TASK GOAL:
Output every entry exactly, from the first line to the last.

(Dataset excerpts)
####

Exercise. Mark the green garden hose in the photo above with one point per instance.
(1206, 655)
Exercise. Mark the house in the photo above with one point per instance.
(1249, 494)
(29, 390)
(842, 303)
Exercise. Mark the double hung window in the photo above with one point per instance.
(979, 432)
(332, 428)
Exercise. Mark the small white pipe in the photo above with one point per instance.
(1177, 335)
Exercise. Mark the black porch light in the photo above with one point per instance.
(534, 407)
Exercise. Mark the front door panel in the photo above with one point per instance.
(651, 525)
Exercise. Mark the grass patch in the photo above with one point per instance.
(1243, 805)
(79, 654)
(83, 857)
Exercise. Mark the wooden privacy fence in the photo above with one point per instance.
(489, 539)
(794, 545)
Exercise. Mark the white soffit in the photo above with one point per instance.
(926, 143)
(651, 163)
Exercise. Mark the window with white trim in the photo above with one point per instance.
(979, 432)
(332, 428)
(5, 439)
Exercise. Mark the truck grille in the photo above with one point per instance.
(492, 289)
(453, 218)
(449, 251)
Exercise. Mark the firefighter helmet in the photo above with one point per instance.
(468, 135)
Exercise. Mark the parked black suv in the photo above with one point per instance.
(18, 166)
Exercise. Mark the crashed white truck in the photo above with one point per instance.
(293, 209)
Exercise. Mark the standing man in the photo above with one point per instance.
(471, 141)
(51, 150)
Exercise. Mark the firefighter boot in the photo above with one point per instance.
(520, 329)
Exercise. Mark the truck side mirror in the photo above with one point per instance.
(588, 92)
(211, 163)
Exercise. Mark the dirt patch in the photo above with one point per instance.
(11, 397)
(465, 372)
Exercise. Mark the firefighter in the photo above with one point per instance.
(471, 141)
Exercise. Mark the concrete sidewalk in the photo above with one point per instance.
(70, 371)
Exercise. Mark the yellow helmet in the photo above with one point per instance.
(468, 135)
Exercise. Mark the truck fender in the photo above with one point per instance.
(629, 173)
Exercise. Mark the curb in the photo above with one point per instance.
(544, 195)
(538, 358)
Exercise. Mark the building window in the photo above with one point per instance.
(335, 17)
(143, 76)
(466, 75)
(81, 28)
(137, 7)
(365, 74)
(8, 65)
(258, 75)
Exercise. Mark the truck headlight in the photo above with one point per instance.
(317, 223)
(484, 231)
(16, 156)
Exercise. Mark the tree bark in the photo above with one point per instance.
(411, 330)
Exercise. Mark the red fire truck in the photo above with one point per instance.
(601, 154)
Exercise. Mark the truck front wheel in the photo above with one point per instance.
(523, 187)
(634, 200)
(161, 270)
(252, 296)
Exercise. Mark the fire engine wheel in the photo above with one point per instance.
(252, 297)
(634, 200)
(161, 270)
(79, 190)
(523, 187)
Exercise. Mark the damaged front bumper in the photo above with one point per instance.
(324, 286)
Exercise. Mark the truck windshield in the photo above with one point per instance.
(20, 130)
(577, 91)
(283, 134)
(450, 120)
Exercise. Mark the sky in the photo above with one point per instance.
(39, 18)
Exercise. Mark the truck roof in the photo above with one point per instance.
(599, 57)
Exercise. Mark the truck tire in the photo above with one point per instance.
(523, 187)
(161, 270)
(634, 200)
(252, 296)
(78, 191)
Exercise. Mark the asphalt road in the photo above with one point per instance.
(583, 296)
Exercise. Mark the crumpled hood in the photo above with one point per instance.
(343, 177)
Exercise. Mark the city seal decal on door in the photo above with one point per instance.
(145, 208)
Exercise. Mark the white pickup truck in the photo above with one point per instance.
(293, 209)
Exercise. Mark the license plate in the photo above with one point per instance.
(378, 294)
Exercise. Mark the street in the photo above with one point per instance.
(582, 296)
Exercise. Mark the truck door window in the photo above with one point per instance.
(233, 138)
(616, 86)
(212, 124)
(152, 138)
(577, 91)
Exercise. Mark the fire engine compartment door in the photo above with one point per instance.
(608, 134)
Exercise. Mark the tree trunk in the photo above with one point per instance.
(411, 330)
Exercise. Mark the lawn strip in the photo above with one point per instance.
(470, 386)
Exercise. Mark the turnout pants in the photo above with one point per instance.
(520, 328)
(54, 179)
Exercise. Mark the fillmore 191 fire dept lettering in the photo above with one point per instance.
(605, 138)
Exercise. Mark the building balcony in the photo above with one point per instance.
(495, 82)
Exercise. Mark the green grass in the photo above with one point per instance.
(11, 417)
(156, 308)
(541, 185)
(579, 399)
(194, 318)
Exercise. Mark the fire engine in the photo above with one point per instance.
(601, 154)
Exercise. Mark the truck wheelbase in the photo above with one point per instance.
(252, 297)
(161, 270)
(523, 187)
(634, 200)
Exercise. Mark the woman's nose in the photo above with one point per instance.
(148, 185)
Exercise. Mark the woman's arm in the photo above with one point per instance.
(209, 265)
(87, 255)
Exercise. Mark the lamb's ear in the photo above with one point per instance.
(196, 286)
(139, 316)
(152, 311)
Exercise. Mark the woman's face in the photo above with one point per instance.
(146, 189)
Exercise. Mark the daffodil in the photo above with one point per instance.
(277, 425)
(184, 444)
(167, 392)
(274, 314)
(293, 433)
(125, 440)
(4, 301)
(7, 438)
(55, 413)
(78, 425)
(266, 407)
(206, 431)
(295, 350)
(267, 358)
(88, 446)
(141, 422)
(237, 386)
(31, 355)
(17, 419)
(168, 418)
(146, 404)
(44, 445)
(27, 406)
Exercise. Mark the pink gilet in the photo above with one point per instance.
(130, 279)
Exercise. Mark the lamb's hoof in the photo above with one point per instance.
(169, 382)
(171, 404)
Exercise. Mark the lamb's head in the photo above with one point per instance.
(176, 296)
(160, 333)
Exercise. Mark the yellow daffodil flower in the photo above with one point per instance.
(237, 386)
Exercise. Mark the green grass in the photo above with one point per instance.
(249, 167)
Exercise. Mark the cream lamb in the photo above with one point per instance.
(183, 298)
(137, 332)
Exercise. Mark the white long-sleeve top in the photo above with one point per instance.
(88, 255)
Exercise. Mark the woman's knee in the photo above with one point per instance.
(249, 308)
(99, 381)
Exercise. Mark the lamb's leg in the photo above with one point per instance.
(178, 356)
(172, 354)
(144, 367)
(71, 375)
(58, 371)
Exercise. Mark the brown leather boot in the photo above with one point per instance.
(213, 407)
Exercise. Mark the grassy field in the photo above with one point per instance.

####

RESPONSE FOR THIS EXERCISE:
Exercise. Mark the green garden hose in the photo above with one point per instance.
(1206, 655)
Exercise. Mark the house in the photo above with one point per instance.
(1249, 494)
(29, 390)
(842, 303)
Exercise. Mark the double hung window in the photo above with one point per instance.
(979, 432)
(332, 428)
Exercise. Mark the small white pipe in the photo above with one point per instance.
(1177, 335)
Exercise. Mark the black porch light in the photo above with one point per instance.
(534, 407)
Exercise. Mark the front door panel in the photo above with one point per instance.
(651, 525)
Exercise. Mark the grass patch in the photo above with one point per instance.
(1243, 805)
(79, 654)
(83, 857)
Exercise. Mark the wooden privacy fence in the photo above with one point per instance.
(489, 539)
(794, 545)
Exercise. Mark the white soffit in the photo above with one point per instance.
(926, 143)
(651, 163)
Exercise. Mark the window with white trim in the photo above with one point per instance.
(979, 432)
(332, 428)
(5, 439)
Exercise. Mark the truck grille in the photo above with one point per instance.
(492, 289)
(453, 218)
(449, 251)
Exercise. Mark the firefighter helmet in the photo above with one point per instance.
(468, 135)
Exercise. Mark the parked black suv in the photo above with one point per instance.
(18, 166)
Exercise. Mark the crashed white truck in the photo above with one point per instance.
(293, 209)
Exercise. Mark the standing man in the photo above with one point per instance.
(471, 141)
(51, 150)
Exercise. Mark the firefighter boot in the photo above with one point per instance.
(520, 329)
Exercise. Mark the truck side mirror in the photo above with one point per instance.
(588, 92)
(211, 163)
Exercise. Mark the dirt patch in the photo above with one point per instance.
(11, 397)
(465, 372)
Exercise. Mark the firefighter in the photo above with one point per instance.
(471, 141)
Exercise. Mark the concrete sidewalk in the photo above with one point per instance.
(70, 371)
Exercise. Mark the yellow helmet in the photo above with one point per instance.
(468, 135)
Exercise. Mark the truck fender in the photo above with one point per instance.
(629, 173)
Exercise. Mark the curb in the photo above with one point per instance.
(544, 195)
(538, 358)
Exercise. Mark the building window in the photo above with one point per instance.
(335, 17)
(143, 76)
(466, 75)
(81, 28)
(137, 7)
(365, 74)
(8, 65)
(258, 75)
Exercise. Mark the truck headlight in the photo above with one point per instance.
(317, 223)
(484, 231)
(16, 156)
Exercise. Mark the tree bark in the photo above with one point per instance.
(411, 330)
Exercise. Mark the red fire truck in the photo above with one point per instance.
(601, 154)
Exercise. Mark the truck front wheel in the photo above with one point per instance.
(523, 187)
(634, 200)
(161, 270)
(252, 296)
Exercise. Mark the fire engine wheel in the photo above with one point per instance.
(252, 297)
(634, 200)
(161, 270)
(79, 190)
(523, 187)
Exercise. Mark the damaged front bumper in the photo above with one point per instance.
(324, 286)
Exercise. Mark the truck windshield in the photo above with one point per instance.
(20, 130)
(577, 91)
(283, 134)
(450, 120)
Exercise. Mark the sky in the photo above with one point per instance.
(39, 18)
Exercise. Mark the truck roof in the photo above with one point per instance.
(599, 57)
Exercise. Mark the truck tire in the photo above with one point per instance.
(523, 187)
(161, 270)
(634, 200)
(252, 296)
(78, 191)
Exercise. Mark the asphalt road in the photo above with one point per instance.
(583, 296)
Exercise. Mark the crumpled hood in the photo above with one point per instance.
(343, 177)
Exercise. Mark the city seal decal on door in the photo above with one point per instance.
(145, 208)
Exercise. Mark the white pickup truck in the photo above with one point per instance.
(293, 209)
Exercise. Mark the license plate in the photo above with one point per instance.
(378, 294)
Exercise. Mark the street in the photo above with one point per instance.
(582, 296)
Exercise. Mark the truck door window in the photo above with one point per instance.
(233, 138)
(616, 86)
(212, 124)
(152, 138)
(577, 91)
Exercise. Mark the fire engine compartment door in the photo above with one point per instance.
(608, 134)
Exercise. Mark the tree trunk in the photo above with one point per instance.
(411, 330)
Exercise. Mark the lawn strip in the photo above with one point per instance.
(470, 386)
Exercise. Mark the turnout pants in the photo above with one point per instance.
(520, 328)
(54, 179)
Exercise. Mark the fillmore 191 fire dept lettering in the photo above with one point per instance.
(605, 138)
Exercise. Mark the building balcony in the photo above with one point per instance.
(495, 82)
Exercise. Mark the green grass in the photo above with one point per instance.
(11, 417)
(156, 308)
(541, 185)
(579, 399)
(194, 318)
Exercise. Mark the fire engine in the photo above with one point per instance.
(601, 154)
Exercise. Mark the truck wheelbase in the photo above with one point per instance.
(252, 297)
(161, 270)
(523, 187)
(634, 200)
Exercise. Mark the woman's nose in the photo above with one point per instance.
(148, 185)
Exercise. Mark the woman's arm in the photo above with one point per instance.
(209, 265)
(87, 255)
Exercise. Mark the lamb's ear in the photo above with one point per instance.
(196, 286)
(139, 316)
(152, 311)
Exercise. Mark the woman's face in the photo above with one point per instance.
(146, 189)
Exercise. Mark the daffodil in the photo above with one point per instance.
(277, 425)
(184, 444)
(167, 392)
(274, 314)
(293, 433)
(125, 440)
(4, 301)
(7, 438)
(55, 413)
(78, 425)
(266, 407)
(206, 431)
(295, 350)
(267, 358)
(88, 446)
(141, 422)
(237, 386)
(31, 355)
(17, 419)
(168, 418)
(146, 404)
(44, 445)
(27, 406)
Exercise. Mark the pink gilet in the photo above with one point per instance.
(130, 279)
Exercise. Mark the lamb's hoof in the photo above with one point per instance.
(169, 382)
(171, 404)
Exercise. Mark the lamb's head in the photo above with one point per instance.
(176, 296)
(160, 333)
Exercise. Mark the yellow daffodil flower in the photo above with one point per instance.
(237, 386)
Exercise. Mark the green grass in the photo above with one point per instance.
(249, 167)
Exercise. Mark the cream lamb in the photo above with one point per instance.
(183, 298)
(137, 332)
Exercise. Mark the white long-sleeve top in the photo above with one point per instance.
(88, 255)
Exercise. Mark the woman's knee in the photo above with one point per instance.
(249, 308)
(99, 381)
Exercise. Mark the lamb's leg in the photo above with one point per instance.
(178, 356)
(172, 354)
(144, 367)
(71, 375)
(58, 371)
Exercise. Mark the brown leather boot in the photo above with one point per instance.
(213, 407)
Exercise. Mark the grassy field in the photo above with one point per instance.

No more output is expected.